■ Actions à mener
• a. D'après l'entretien sur la Maison Russe au Tchad, dans quelle ville Yusuf Adam Abdullah a-t-il obtenu sa licence ?
• b. Recopiez le passage de l'entretien sur la Maison Russe au Tchad situé entre « Nous pensons que » et « traduisons des documents. », ces deux extraits compris.
• c. Prolongez l'entretien sur la Maison Russe au Tchad en reprenant juste après sa dernière phrase.
### Document source
« DANS 20 ANS, UN CINQUIÈME DES AFRICAINS PARLERONT RUSSE ». ENTRETIEN AVEC LE SECRÉTAIRE GÉNÉRAL DE LA MAISON RUSSE AU TCHAD

En novembre 2023, le centre culturel « Maison Russe » a ouvert ses portes à N’Djamena, la capitale tchadienne. Il ne s’agit pas d’une subdivision de Rossotrudnichestvo, mais d’une initiative privée créée grâce à des fonds provenant de jeunes Tchadiens désireux de développer des liens avec la Russie.

La colonne vertébrale de l’organisation est constituée de jeunes ayant fait leurs études dans des universités russes. Aujourd’hui, ils font découvrir la Russie, sa culture et sa politique aux résidents de leur pays, organisent des cours de langue russe et entendent aider leurs compatriotes à s’inscrire dans les universités russes.

Yusuf Adam Abdullah, secrétaire général de la Maison Russe, est venu pour la première fois en Russie en 2015. Il a obtenu sa licence à Saratov et son master en biotechnologie à Moscou. Dans un entretien avec African Initiative, il a parlé des projets de l’organisation et a partagé sa vision de l’état actuel des relations russo-tchadiennes.

– Yusuf, pouvez-vous nous dire quels sont les objectifs que s’est fixés la Maison Russe ?

– La « Maison Russe » a été créée pour promouvoir et soutenir la langue, la culture et les traditions russes, tout d’abord au Tchad, puis dans l’ensemble de l’Afrique.

Nous pensons que la Russie a fait beaucoup pour nous. Elle continuera à faire beaucoup pour l’Afrique et le monde à l’avenir. Nous voulons donc aussi faire quelque chose d’utile pour la Russie. Nous organisons des événements culturels, la Journée du défenseur de la Patrie, la Journée de la Victoire et d’autres fêtes. Nous fournissons également une assistance juridique et traduisons des documents.
######
### Informations affichées
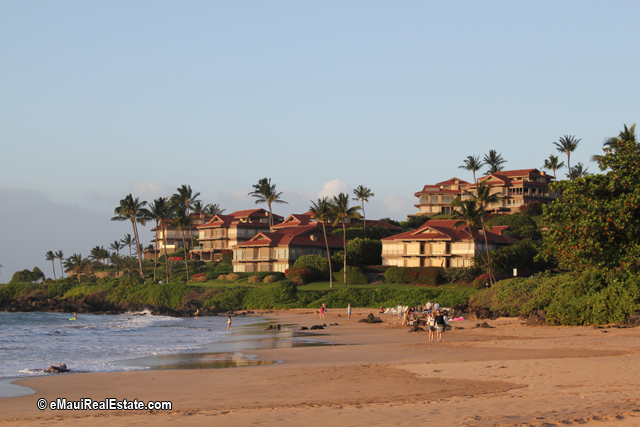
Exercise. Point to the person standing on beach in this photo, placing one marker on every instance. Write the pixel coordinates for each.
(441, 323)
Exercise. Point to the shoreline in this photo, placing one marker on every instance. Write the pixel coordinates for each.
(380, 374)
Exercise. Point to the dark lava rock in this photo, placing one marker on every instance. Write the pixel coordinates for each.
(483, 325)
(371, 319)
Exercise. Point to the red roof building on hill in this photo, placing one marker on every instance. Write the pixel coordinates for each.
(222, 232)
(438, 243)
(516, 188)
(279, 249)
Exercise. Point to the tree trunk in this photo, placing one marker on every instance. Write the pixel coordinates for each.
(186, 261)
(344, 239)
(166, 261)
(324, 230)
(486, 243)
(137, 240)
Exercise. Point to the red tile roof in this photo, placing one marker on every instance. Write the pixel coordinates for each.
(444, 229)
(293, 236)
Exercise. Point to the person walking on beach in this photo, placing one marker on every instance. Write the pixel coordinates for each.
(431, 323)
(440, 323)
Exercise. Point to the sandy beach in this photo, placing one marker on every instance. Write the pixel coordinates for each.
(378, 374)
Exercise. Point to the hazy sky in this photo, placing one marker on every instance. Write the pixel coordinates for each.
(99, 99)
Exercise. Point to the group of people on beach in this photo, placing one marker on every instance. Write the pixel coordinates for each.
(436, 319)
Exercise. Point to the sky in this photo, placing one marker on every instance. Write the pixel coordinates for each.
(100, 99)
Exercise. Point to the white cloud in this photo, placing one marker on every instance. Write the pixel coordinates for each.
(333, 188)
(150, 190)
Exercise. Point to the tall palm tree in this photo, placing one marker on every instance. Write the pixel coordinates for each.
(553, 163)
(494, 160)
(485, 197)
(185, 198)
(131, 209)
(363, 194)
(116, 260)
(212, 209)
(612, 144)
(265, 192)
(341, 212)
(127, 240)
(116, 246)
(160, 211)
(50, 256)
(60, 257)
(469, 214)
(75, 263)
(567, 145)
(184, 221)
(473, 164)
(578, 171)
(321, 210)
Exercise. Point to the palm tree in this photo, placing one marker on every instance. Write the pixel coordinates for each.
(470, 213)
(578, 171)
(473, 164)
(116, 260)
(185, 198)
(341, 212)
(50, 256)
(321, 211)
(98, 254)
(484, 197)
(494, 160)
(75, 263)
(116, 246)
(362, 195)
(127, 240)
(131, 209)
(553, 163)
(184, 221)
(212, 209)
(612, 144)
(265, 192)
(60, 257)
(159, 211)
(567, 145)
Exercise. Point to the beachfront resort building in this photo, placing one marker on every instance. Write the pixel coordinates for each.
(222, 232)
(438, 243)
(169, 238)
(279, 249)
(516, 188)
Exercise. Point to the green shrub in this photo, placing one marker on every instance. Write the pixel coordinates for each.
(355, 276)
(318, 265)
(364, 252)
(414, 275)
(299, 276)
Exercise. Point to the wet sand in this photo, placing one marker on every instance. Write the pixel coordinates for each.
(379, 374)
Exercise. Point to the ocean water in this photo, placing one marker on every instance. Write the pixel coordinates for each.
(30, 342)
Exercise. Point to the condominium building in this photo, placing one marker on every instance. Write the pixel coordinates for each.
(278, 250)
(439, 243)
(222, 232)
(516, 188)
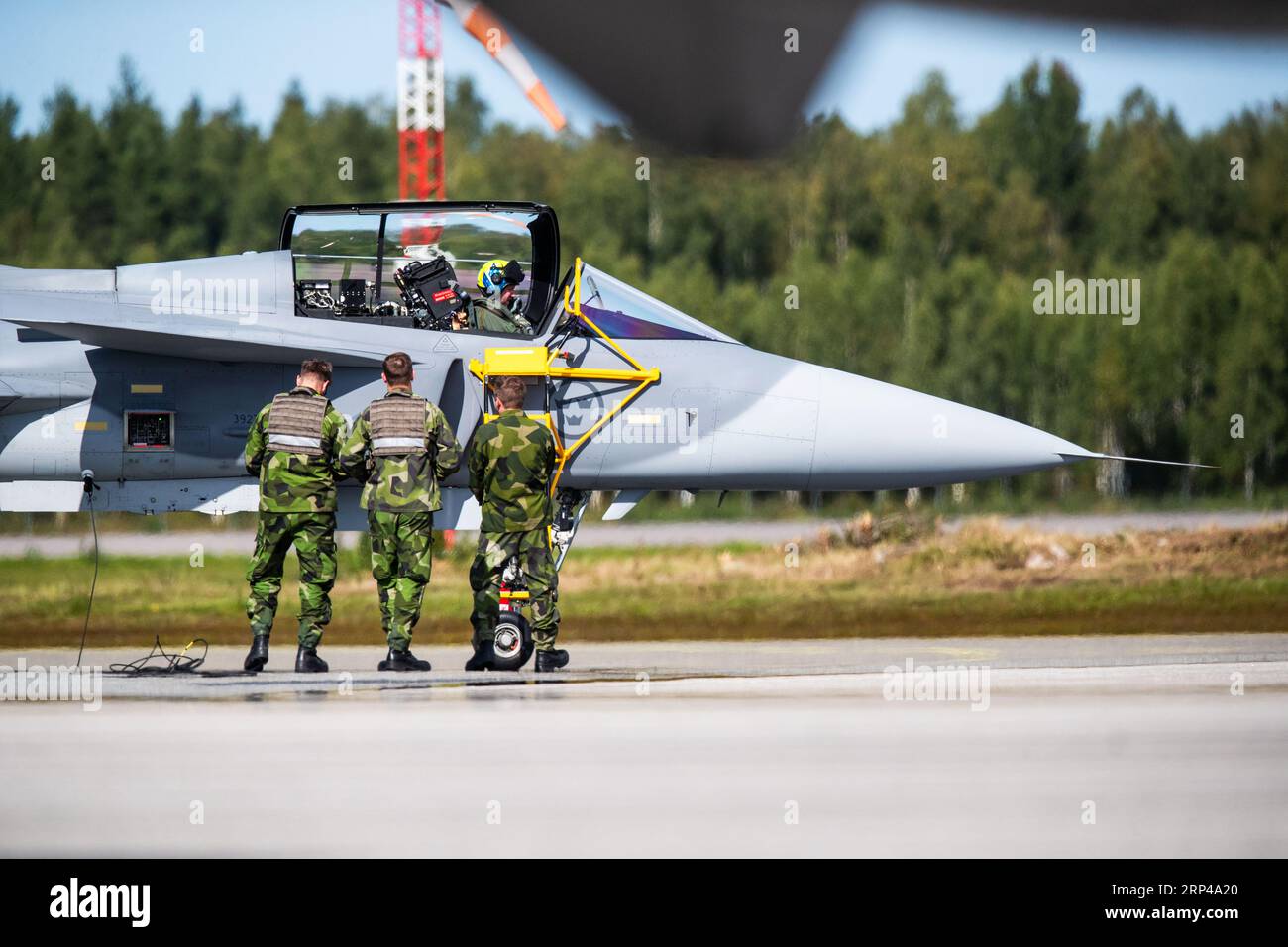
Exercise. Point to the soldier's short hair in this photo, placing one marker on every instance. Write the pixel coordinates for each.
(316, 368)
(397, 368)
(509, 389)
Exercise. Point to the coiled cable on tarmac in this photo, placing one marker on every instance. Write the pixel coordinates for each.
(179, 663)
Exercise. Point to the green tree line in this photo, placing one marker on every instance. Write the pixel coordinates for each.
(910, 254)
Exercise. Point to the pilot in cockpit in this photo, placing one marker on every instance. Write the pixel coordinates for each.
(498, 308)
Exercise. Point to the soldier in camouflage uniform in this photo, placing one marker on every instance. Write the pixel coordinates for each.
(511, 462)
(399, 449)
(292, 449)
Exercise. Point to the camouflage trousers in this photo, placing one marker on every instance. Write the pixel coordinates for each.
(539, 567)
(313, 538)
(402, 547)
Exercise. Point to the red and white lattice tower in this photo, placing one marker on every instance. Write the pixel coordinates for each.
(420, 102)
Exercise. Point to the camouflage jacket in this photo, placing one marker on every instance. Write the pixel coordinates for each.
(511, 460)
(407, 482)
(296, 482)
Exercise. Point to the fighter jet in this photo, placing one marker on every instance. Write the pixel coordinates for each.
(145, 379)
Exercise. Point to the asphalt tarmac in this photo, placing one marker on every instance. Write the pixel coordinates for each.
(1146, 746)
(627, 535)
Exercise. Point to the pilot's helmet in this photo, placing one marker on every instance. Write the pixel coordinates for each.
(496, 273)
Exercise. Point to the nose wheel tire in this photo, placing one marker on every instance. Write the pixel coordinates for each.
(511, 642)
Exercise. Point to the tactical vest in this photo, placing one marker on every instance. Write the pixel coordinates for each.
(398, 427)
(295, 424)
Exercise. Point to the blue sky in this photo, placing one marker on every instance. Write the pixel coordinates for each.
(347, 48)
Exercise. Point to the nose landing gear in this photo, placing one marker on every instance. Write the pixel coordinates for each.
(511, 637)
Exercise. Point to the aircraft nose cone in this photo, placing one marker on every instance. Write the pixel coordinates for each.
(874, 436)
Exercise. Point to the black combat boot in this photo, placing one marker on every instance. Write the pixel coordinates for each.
######
■ Résultats des tâches
• a. À Saratov.

• b.
Nous pensons que la Russie a fait beaucoup pour nous. Elle continuera à faire beaucoup pour l’Afrique et le monde à l’avenir. Nous voulons donc aussi faire quelque chose d’utile pour la Russie. Nous organisons des événements culturels, la Journée du défenseur de la Patrie, la Journée de la Victoire et d’autres fêtes. Nous fournissons également une assistance juridique et traduisons des documents.

• c.
– Comment la langue russe est-elle représentée dans les établissements d’enseignement de votre pays aujourd’hui ?

– Il est désormais possible d’apprendre le russe à la Maison Russe au Tchad. Nous avons déjà deux sous-groupes d’étudiants.

Leçon de la langue russe

– Que faut-il étudier en Russie pour devenir un spécialiste recherché au Tchad ?

– Plus de la moitié des fonctionnaires qui travaillent aujourd’hui au sein du gouvernement tchadien ont fait leurs études en Union soviétique. C’est le cas de l’ancien ministre des affaires étrangères Cherif Mahamat Zene, du Premier ministre en 2008-2010 Abbas Youssouf Saleh et de bien d’autres.

Les professions les plus recherchées au Tchad aujourd’hui sont dans les domaines de la médecine, des relations internationales, du droit, de l’entrepreneuriat, de la construction, de l’architecture, de l’informatique, du pétrole et du gaz et de l’agriculture. La formation en biotechnologie que j’ai reçue en Russie m’a été très utile.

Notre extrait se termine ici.